* **EXERCISE TEXT**
++++++++

For cell viability and differentiation studies, PC12 cells were plated at a density of 35,000 cells/cm2 on poly-l-lysine. PC12 cells were treated with a negative control (i.e., PBS), positive controls (e.g., NGF), or the different biomaterials as soluble factors added to the growth medium (i.e., differentiation media). Viability was assessed 24 h after exposure to the differentiation media with the Calcein AM Cell Viability Assay (R&D Systems) and propidium iodide (R&D Systems) for live-dead evaluation. For differentiation analysis, all groups, including the negative control, positive controls (NGF and BDNF at a concentration of 50 ng/mL each), and experimental groups, stimulated with the biomaterial, brain decellularized ECM as soluble factor were cultured for 5 days and fed every 48 h. At the fifth day, cells were fixed in 4% paraformaldehyde and stained with Phalloidin for morphological visualization under the Axio Scope fluorescence microscope and evaluation using the ImageJ software (NIH, Bethesda, MD).

Statistical analyses

Data from all experiments are presented as the mean ± one standard deviation of all the measurements performed on different samples of the same specimen type. Data from experiments examining cell response are presented as the mean ± one standard deviation, with all experiments having three independent cultures per variable and repeated at least twice to ensure reproducibility. Significant differences were determined between all groups shown by one-way analysis of variance with Tukey-Kramer post hoc analysis. A p-value below 0.05 was considered to indicate a statistically significant difference.

Results

Macroscopic analysis of decellularization process

To evaluate tissue-specific effects of decellularized ECM on cell response in a novel in vitro model, each subregion of the brain (i.e., cortex, cerebellum, and remaining areas) was sectioned and processed separately to perform either the 4- or 1-day decellularization protocol (Fig. 1A). Visually, the native and decellularized tissues were evidently different (Fig. 1B). The native tissue exhibited a typical pink hue that was less pronounced in the white matter of the cortex, the branching pattern of the cerebellum, and most of the remaining areas. However, during either one of the decellularization protocols, the tissues became whiter and lost their distinct morphological features, suggesting removal of molecular and cellular components.

No evident differences were found between the decellularized ECM samples processed for 1 or 4 days, except for a reduction in volume (i.e., more tissue lost) in the samples treated for 4 days, particularly in the cerebellum section (Supplementary Fig. S2). After the decellularization process was completed, a portion of the samples was used for histological analysis, while the remaining material was lyophilized to facilitate handling for the rest of the molecular assays. Microbiological and mycological analyses showed that most samples did not present any evident colony growth (i.e., sterility >90% of samples) for any of the native or decellularized specimens, which was a requisite for the samples to be deemed suitable for further evaluation (Supplementary Fig. S3). Still, the 4-day protocol registered slightly more incidents of microbiological contamination (i.e., lower sterility percent) when compared to the native tissue and the 1-day protocol.

++++++++

* **DATA LISTING**

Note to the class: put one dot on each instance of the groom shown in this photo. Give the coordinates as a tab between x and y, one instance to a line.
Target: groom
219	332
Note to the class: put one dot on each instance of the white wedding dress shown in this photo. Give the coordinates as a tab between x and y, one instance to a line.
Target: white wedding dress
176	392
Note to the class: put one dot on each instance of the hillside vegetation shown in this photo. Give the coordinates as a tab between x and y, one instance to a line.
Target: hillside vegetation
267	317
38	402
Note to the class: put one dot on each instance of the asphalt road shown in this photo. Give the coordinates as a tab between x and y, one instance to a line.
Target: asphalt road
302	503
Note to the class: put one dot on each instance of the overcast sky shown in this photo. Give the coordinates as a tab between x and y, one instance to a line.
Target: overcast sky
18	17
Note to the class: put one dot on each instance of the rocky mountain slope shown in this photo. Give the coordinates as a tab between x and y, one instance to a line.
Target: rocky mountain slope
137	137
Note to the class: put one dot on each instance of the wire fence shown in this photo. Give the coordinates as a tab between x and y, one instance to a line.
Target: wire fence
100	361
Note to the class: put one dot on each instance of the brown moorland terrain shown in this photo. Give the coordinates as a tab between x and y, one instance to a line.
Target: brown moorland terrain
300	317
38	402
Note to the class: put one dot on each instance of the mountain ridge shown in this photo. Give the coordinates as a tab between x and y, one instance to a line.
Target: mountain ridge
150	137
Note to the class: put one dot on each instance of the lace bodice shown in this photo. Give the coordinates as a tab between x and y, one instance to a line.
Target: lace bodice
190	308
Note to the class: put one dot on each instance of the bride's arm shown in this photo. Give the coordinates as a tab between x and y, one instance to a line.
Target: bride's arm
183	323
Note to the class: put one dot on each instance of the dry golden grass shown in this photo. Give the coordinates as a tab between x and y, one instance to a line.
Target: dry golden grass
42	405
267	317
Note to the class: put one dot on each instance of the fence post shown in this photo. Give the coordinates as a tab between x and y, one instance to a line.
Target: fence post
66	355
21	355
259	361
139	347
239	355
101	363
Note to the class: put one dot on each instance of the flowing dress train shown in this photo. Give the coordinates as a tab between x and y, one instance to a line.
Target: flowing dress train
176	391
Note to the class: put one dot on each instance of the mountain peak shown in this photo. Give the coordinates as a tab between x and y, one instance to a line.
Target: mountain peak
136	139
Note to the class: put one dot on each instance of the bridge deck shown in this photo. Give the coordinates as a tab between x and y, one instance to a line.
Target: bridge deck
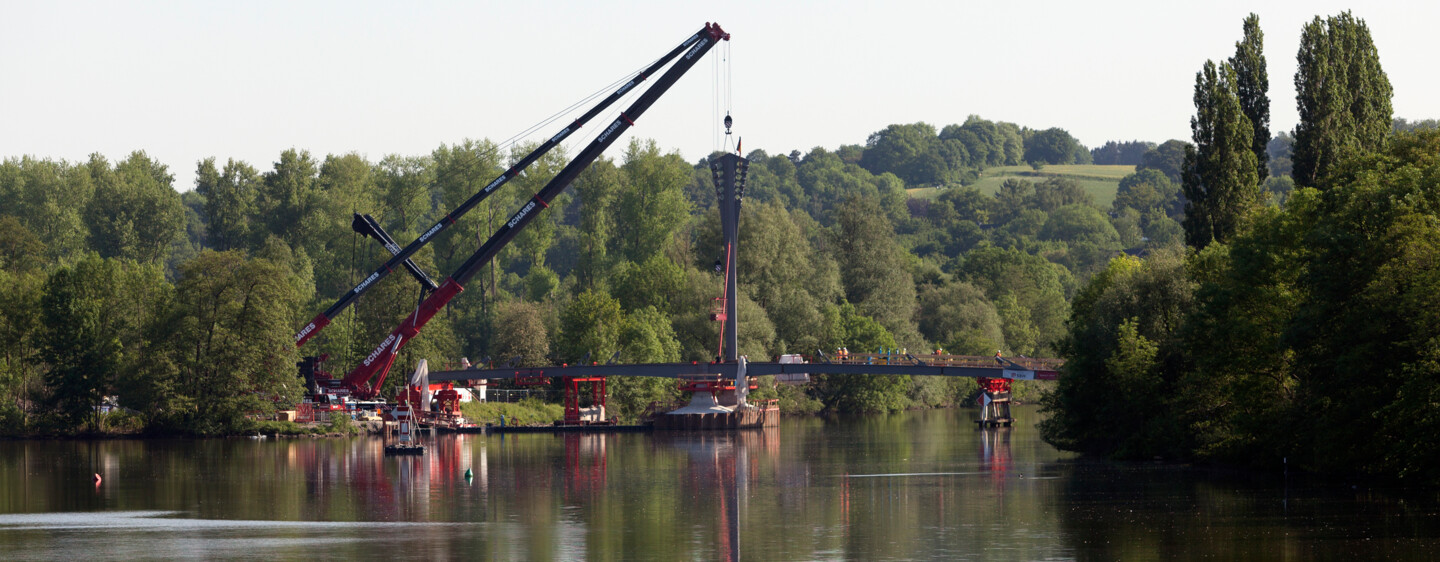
854	363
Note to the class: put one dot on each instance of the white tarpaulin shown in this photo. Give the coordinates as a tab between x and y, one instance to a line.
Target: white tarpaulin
422	379
1018	375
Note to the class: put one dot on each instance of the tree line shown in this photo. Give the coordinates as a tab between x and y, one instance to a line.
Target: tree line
177	303
1295	335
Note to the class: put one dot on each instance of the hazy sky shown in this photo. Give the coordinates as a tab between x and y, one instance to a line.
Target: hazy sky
248	79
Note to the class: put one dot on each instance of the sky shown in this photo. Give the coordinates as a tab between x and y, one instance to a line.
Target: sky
248	79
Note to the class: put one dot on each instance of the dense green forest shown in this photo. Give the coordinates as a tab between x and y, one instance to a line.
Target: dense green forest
1298	327
180	303
1246	297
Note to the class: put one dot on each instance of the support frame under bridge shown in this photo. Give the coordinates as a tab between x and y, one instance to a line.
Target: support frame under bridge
971	366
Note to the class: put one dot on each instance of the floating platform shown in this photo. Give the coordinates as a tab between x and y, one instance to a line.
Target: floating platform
704	412
547	430
403	450
750	418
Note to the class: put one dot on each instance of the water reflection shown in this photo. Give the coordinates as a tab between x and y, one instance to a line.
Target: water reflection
910	486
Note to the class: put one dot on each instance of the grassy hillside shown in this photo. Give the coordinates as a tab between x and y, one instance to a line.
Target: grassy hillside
1100	180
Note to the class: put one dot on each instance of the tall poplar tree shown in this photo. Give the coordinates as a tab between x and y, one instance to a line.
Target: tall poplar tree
1220	170
1253	88
1342	97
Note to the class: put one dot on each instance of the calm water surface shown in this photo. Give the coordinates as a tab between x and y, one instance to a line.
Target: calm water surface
909	486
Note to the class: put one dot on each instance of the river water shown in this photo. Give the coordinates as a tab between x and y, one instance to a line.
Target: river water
907	486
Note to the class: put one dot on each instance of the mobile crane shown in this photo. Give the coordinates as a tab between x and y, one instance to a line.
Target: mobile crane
402	257
367	378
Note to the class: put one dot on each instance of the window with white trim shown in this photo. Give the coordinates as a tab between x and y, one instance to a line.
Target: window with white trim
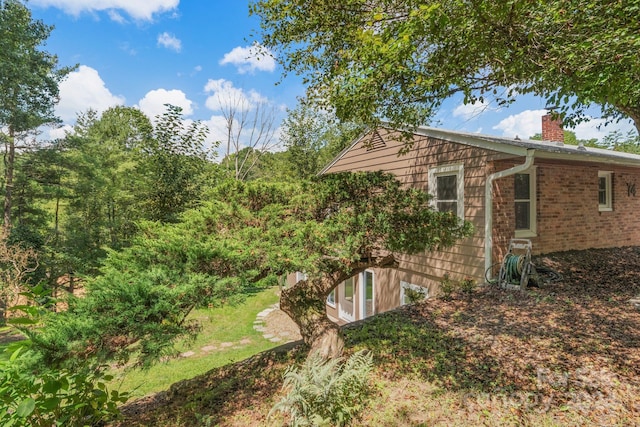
446	185
331	299
525	203
411	293
605	197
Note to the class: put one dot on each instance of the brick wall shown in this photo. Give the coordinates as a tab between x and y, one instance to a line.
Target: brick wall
567	214
552	129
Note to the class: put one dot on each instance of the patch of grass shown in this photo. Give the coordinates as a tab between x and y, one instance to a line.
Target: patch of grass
227	336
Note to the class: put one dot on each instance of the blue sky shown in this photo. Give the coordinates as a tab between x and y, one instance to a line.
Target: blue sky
199	55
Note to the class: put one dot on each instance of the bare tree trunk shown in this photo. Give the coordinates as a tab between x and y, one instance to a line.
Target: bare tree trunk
304	302
9	162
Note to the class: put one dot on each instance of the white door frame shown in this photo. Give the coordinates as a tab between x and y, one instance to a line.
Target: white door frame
363	294
342	302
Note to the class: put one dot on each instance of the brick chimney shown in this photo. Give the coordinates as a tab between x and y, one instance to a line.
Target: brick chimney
552	129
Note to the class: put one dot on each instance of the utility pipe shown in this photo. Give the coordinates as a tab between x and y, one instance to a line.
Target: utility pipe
488	207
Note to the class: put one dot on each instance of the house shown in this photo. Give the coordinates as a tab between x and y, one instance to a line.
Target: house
558	196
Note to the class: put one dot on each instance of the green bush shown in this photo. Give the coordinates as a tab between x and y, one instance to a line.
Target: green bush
326	393
53	397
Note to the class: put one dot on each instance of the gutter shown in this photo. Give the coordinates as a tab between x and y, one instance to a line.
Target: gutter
488	207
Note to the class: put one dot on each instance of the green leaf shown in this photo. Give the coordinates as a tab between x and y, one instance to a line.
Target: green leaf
26	407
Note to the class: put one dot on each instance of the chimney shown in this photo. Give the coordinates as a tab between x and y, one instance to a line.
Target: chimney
552	129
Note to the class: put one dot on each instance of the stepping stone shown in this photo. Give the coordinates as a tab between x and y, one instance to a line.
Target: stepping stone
265	312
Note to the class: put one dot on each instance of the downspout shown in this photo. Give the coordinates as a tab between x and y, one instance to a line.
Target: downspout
488	207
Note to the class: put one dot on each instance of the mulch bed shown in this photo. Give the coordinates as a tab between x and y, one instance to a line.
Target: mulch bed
571	346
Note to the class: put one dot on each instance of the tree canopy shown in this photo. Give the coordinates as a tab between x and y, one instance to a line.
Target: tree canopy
29	78
245	235
399	59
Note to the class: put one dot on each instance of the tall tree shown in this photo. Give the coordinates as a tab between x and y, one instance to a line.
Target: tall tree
251	127
399	59
313	137
29	80
245	235
176	165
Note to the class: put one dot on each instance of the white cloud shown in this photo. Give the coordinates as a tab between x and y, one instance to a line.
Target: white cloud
224	95
471	111
523	125
84	89
115	16
529	122
153	102
248	59
595	128
142	10
169	41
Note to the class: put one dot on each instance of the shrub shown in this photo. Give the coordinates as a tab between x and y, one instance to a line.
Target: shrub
54	397
447	287
322	393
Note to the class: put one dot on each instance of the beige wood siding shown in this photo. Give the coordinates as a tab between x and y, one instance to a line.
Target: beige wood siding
465	259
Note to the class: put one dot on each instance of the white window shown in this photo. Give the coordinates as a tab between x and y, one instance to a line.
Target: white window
604	191
525	203
412	293
331	299
446	185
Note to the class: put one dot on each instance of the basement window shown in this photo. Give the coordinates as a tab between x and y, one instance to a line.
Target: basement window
604	191
446	186
525	203
331	299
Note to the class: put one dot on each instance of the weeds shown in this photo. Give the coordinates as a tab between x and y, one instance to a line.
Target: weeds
323	393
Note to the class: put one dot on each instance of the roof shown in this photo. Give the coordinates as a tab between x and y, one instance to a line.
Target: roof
519	147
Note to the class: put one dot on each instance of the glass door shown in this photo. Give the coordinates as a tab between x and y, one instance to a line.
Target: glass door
346	295
367	307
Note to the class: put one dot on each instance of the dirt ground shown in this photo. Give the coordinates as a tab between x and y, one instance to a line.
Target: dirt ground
572	345
277	322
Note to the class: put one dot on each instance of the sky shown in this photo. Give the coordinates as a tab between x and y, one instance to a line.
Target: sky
197	54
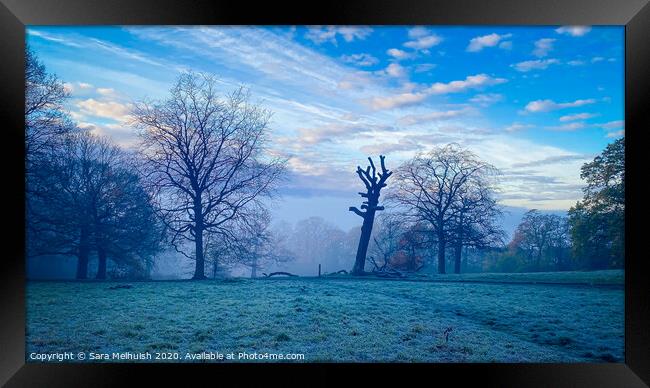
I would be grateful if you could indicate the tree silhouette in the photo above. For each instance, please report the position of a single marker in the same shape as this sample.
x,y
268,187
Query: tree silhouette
x,y
374,182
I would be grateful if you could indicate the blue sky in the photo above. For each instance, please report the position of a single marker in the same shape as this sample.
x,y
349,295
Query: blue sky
x,y
537,102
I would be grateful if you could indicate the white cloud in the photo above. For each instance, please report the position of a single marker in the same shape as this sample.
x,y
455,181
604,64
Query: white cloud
x,y
387,148
537,64
106,91
432,116
398,54
577,116
573,30
360,59
424,67
322,34
486,99
542,47
549,105
514,127
471,82
618,133
411,98
395,70
612,125
105,109
568,127
396,100
506,45
422,39
480,42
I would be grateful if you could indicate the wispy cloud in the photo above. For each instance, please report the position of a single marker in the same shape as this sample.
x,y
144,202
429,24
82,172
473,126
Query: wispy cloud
x,y
480,42
471,82
612,125
573,30
538,64
549,105
362,59
439,88
577,116
422,39
514,127
322,34
486,99
399,54
568,127
433,116
543,46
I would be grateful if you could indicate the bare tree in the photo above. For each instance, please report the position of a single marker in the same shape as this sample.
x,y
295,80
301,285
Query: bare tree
x,y
45,118
429,187
373,182
204,157
539,234
476,212
87,200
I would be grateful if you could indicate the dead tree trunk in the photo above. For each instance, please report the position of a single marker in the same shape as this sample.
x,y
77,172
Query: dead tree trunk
x,y
374,183
83,253
101,262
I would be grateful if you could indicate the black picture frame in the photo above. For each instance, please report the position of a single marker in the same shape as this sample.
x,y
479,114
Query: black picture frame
x,y
16,14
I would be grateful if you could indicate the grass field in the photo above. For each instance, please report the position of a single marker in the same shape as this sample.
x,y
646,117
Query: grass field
x,y
505,319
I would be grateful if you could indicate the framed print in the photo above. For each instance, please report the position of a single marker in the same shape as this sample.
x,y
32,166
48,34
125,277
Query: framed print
x,y
371,188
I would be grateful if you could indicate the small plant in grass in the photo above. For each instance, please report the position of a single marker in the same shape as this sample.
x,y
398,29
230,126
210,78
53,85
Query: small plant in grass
x,y
282,337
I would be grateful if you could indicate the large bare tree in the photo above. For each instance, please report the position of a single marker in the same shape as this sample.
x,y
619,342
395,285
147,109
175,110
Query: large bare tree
x,y
373,182
87,199
476,214
45,117
430,185
204,155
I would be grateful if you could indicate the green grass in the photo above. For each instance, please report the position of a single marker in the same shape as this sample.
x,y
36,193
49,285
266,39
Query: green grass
x,y
333,320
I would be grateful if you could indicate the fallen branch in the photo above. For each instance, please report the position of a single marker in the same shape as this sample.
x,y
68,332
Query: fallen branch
x,y
279,273
120,286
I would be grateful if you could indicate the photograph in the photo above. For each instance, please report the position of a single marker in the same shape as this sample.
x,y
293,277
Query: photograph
x,y
325,194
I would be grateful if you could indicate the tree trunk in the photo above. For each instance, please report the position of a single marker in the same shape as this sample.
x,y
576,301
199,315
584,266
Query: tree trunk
x,y
458,250
101,263
441,255
199,271
254,268
84,251
364,240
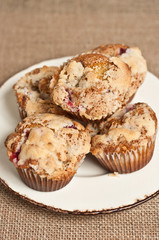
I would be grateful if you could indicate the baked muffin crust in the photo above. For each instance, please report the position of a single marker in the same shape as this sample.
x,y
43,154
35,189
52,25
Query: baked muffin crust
x,y
32,92
52,146
126,130
131,56
92,86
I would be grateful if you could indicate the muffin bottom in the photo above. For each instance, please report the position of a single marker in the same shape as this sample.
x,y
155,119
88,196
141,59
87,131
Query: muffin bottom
x,y
38,183
129,161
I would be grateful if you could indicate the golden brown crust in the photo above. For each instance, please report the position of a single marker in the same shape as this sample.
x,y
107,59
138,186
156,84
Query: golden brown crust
x,y
111,50
131,56
92,86
52,146
126,130
32,92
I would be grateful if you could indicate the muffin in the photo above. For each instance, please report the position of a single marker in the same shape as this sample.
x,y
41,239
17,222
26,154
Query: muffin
x,y
133,57
125,142
91,86
47,149
32,92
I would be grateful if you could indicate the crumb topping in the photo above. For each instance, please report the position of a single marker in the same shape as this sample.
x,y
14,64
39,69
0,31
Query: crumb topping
x,y
32,92
92,85
135,126
131,56
53,146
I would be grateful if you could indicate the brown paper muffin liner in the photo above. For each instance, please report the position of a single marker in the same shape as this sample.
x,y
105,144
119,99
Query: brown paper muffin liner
x,y
23,113
38,183
129,161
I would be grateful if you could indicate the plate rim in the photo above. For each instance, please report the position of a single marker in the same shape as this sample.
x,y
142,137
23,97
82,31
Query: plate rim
x,y
77,212
59,210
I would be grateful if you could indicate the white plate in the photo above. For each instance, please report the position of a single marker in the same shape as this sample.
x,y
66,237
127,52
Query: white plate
x,y
92,190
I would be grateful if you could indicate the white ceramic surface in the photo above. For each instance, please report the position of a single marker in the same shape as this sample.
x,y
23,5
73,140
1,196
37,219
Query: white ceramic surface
x,y
92,190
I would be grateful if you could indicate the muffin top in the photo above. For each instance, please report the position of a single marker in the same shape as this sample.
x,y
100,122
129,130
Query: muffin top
x,y
130,55
130,128
32,91
91,85
50,144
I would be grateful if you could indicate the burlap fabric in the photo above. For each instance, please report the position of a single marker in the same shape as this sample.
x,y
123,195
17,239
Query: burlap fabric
x,y
32,31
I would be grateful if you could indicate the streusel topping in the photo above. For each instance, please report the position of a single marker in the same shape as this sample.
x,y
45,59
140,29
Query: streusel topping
x,y
52,145
131,56
32,92
92,85
135,126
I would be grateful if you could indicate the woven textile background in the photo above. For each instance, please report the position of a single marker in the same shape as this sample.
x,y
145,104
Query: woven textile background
x,y
32,31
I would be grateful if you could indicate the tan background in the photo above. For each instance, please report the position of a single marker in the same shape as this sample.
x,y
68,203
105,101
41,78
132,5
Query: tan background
x,y
32,31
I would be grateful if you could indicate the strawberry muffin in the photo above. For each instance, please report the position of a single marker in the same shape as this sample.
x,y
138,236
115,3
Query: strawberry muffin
x,y
32,92
47,150
133,57
91,86
125,142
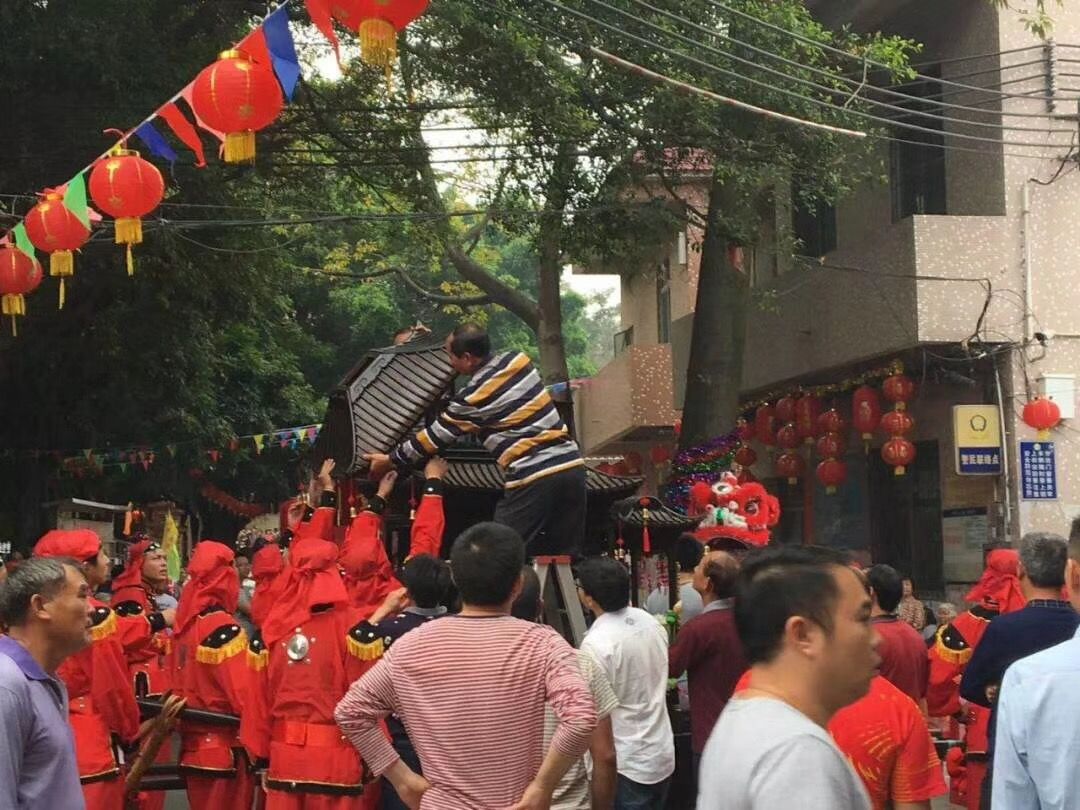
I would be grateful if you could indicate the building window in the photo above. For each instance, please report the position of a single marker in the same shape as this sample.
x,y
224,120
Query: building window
x,y
664,302
917,165
814,227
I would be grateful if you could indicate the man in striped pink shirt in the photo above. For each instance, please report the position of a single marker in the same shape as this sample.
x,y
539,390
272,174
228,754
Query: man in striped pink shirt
x,y
471,690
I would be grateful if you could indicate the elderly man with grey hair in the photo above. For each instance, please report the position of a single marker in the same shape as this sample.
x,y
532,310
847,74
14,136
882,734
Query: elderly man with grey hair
x,y
1045,621
45,612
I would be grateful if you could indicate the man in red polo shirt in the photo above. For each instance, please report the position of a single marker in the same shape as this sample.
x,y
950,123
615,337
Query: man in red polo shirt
x,y
903,651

++++++++

* **PROBLEM A**
In the decellularization text, copy out word for word the stretch from "Macroscopic analysis of" through "and cellular components.".
* **PROBLEM B**
Decide whether each statement agrees with the decellularization text, answering yes or no and quoting the words that settle it: (i) Viability was assessed 24 h after exposure to the differentiation media. (ii) NGF and BDNF were each used at 100 ng/mL. (iii) The 1-day protocol showed more microbiological contamination than the 4-day protocol.

* **ANSWER AREA A**
Macroscopic analysis of decellularization process

To evaluate tissue-specific effects of decellularized ECM on cell response in a novel in vitro model, each subregion of the brain (i.e., cortex, cerebellum, and remaining areas) was sectioned and processed separately to perform either the 4- or 1-day decellularization protocol (Fig. 1A). Visually, the native and decellularized tissues were evidently different (Fig. 1B). The native tissue exhibited a typical pink hue that was less pronounced in the white matter of the cortex, the branching pattern of the cerebellum, and most of the remaining areas. However, during either one of the decellularization protocols, the tissues became whiter and lost their distinct morphological features, suggesting removal of molecular and cellular components.

* **ANSWER AREA B**
(i) Yes: "Viability was assessed 24 h after exposure to the differentiation media"
(ii) No: "NGF and BDNF at a concentration of 50 ng/mL each"
(iii) No: "the 4-day protocol registered slightly more incidents of microbiological contamination (i.e., lower sterility percent) when compared to the native tissue and the 1-day protocol"